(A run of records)
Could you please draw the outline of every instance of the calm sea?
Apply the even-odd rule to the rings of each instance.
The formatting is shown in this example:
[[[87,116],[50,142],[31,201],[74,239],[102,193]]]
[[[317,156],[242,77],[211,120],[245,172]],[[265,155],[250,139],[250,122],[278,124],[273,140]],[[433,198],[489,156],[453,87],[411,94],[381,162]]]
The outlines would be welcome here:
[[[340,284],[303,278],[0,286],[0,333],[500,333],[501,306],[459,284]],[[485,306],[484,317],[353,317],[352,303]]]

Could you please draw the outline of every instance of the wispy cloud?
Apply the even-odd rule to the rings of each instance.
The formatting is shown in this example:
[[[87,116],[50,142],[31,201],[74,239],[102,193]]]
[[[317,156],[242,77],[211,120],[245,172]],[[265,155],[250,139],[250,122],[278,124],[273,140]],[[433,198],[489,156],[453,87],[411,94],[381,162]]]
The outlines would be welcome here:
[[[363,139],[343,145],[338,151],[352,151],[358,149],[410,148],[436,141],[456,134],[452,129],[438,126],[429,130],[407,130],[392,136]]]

**Written exercise:**
Copy out the whole listing exactly; please set it all down.

**Written solution:**
Could you please draw the outline of every instance of the calm sea?
Apply the even-odd rule to the rings of each instance.
The formatting is shown in this example:
[[[87,116],[50,142],[31,201],[74,239],[102,193]]]
[[[317,156],[242,77],[211,120],[245,172]],[[265,155],[250,139],[250,122],[278,124],[273,140]],[[433,198],[489,156],[453,87],[411,94],[381,162]]]
The outlines would be welcome here:
[[[340,284],[303,278],[0,286],[0,333],[500,333],[501,306],[459,284]],[[485,306],[484,317],[353,317],[352,303]]]

Could you please draw the outline of every instance of the wispy cloud?
Apply the even-odd rule to the rings of each instance.
The formatting is shown in this example:
[[[87,116],[50,142],[31,201],[74,239],[102,193]]]
[[[317,156],[242,77],[211,120],[245,172]],[[265,155],[250,139],[250,122],[278,124],[273,140]],[[433,198],[489,156],[453,87],[411,94],[381,162]]]
The outlines would be welcome here:
[[[363,139],[343,145],[338,151],[352,151],[358,149],[410,148],[436,141],[456,134],[452,129],[438,126],[429,130],[407,130],[392,136]]]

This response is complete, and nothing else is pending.